**提示文**
++++++++++++++++++++

すると、あるじゃないか、「出演者へのメール」と言うやつが。
そして、森永さんのちょっと太目のお顔をクリック。
僕は書きたい放題書きまくった。
だって、僕はそのとき何千万人か居るはずの視聴者の一人。
「どうせ返事なんて返ってこないさっ」という無責任状態。
翌日いつものようにメールチェックをすると、森永さんの返事。
あらっ?
「ご意見のメールをいただいてありがとうございました(中略)板倉さ
んの「ベンチャーわれ倒産す」と「社長失格」を拝読させていただきま
した(再び中略)(5日の経済産業省官房企画室研究会の場で)お話を
伺えることを楽しみにしております。」
がぁ~ん。
昔、手紙は夜書くものではないと言われていた。
メールも夜書くものではないようだ。

会合そのものは、いつものように激烈トークでおしまい。

++++++++++++++++++++

**保存記録**
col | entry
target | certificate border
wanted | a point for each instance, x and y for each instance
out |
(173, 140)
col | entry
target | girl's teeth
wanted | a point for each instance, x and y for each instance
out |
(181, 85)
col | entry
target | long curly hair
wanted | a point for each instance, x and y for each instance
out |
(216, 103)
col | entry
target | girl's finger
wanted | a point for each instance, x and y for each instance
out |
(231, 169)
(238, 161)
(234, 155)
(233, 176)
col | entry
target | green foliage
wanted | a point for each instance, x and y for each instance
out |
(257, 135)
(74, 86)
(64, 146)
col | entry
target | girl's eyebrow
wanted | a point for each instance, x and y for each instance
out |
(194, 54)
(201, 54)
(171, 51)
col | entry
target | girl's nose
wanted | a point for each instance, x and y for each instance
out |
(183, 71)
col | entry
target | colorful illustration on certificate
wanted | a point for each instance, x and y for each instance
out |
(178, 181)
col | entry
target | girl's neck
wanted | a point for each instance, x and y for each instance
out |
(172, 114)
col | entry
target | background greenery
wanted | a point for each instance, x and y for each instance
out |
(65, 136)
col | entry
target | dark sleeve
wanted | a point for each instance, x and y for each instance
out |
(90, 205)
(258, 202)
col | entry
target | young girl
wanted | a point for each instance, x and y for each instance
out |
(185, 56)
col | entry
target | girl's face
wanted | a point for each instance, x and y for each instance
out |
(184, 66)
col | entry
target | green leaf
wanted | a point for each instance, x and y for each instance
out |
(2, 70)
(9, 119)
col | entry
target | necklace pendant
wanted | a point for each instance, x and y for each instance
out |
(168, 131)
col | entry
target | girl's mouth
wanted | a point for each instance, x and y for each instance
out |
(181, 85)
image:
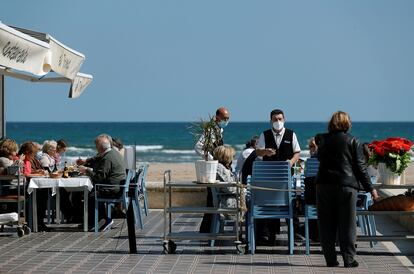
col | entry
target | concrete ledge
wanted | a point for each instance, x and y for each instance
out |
(406, 221)
(194, 197)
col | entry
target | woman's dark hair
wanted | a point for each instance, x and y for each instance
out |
(116, 142)
(62, 144)
(340, 121)
(27, 148)
(367, 152)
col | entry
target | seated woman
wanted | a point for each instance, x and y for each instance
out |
(28, 151)
(224, 155)
(48, 157)
(313, 148)
(8, 156)
(61, 147)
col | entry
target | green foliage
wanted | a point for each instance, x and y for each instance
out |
(209, 132)
(395, 162)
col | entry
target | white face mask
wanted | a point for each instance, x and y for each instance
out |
(278, 125)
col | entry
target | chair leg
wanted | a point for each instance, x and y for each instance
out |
(146, 203)
(291, 237)
(96, 216)
(251, 235)
(307, 235)
(109, 209)
(215, 227)
(137, 210)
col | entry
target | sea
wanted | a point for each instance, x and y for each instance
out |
(168, 142)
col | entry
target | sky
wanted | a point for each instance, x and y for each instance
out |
(180, 60)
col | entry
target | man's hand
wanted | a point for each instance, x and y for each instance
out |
(269, 152)
(80, 161)
(83, 169)
(374, 194)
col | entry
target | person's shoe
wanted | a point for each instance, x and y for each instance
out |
(43, 227)
(353, 264)
(262, 240)
(107, 225)
(334, 264)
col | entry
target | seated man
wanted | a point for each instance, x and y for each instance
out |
(107, 167)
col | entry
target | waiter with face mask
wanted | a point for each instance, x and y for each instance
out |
(275, 144)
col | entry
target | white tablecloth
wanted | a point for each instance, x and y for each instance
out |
(46, 182)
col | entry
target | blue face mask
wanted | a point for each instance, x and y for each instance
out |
(223, 124)
(39, 155)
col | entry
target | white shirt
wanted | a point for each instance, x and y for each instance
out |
(199, 146)
(242, 158)
(278, 139)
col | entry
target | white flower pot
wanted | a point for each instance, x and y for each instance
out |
(386, 176)
(206, 171)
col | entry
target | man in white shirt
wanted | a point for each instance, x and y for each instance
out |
(275, 144)
(278, 143)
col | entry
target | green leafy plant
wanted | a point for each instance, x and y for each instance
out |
(393, 152)
(209, 133)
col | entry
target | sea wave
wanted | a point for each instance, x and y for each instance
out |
(142, 148)
(176, 151)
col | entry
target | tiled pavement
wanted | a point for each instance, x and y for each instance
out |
(68, 250)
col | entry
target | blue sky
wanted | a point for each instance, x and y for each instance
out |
(180, 60)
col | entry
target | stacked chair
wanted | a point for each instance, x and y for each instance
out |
(271, 197)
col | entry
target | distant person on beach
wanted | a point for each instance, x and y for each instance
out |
(342, 170)
(118, 146)
(275, 144)
(225, 155)
(250, 147)
(372, 170)
(48, 157)
(221, 118)
(61, 147)
(106, 168)
(28, 151)
(313, 148)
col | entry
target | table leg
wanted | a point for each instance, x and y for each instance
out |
(85, 209)
(57, 205)
(34, 210)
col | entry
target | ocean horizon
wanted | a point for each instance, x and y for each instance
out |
(172, 141)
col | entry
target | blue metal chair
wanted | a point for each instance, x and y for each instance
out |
(137, 186)
(310, 212)
(218, 224)
(274, 203)
(366, 222)
(124, 198)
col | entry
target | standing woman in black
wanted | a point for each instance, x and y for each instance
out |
(342, 172)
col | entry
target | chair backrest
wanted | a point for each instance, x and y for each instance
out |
(142, 172)
(271, 175)
(311, 167)
(129, 177)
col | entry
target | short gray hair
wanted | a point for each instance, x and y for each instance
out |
(104, 140)
(49, 145)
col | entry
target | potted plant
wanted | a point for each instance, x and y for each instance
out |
(209, 134)
(392, 158)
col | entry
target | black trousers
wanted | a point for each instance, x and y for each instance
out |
(205, 226)
(336, 207)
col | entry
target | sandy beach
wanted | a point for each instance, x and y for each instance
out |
(186, 172)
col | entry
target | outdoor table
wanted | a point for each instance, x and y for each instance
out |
(74, 184)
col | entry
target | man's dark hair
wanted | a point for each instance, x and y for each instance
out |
(276, 112)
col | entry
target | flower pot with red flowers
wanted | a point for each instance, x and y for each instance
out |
(392, 158)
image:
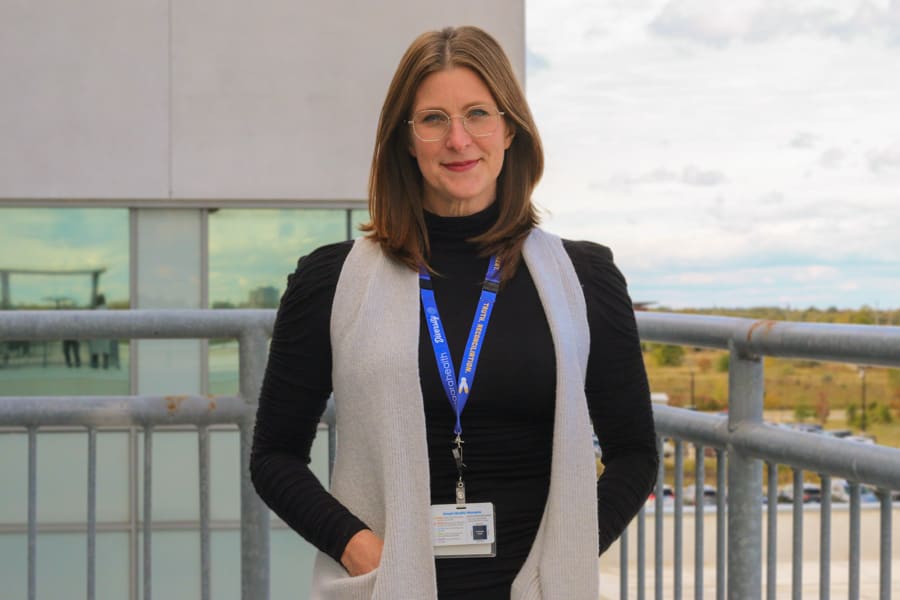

++++++++++++++++++++

**記述課題**
1: 提示文の中で丸かっこ（ ）に入っている注記をすべて抜き出してください。
2: 提示文の「すると、あるじゃないか」で始まる段落を、主な事実を残したまま箇条書きに書き直してください。
記録は提示文とは関係がありません。

**課題別解答**
1:
- 中略
- 再び中略
- 5日の経済産業省官房企画室研究会の場で

2:
- 「出演者へのメール」というものを見つけ、森永さんの顔をクリックした。
- 何千万人かいるはずの視聴者の一人なので返事は来ないと思い、書きたい放題に書いた。
- 翌日メールをチェックすると、森永さんから返事が届いていた。
- 返事の内容は次の三点だった。
  - 意見のメールへのお礼
  - 板倉さんの「ベンチャーわれ倒産す」と「社長失格」を読んだこと
  - 5日の経済産業省官房企画室研究会の場で話を伺うのを楽しみにしていること
- 昔から手紙は夜書くものではないと言われてきたが、メールも同じようだと感じた。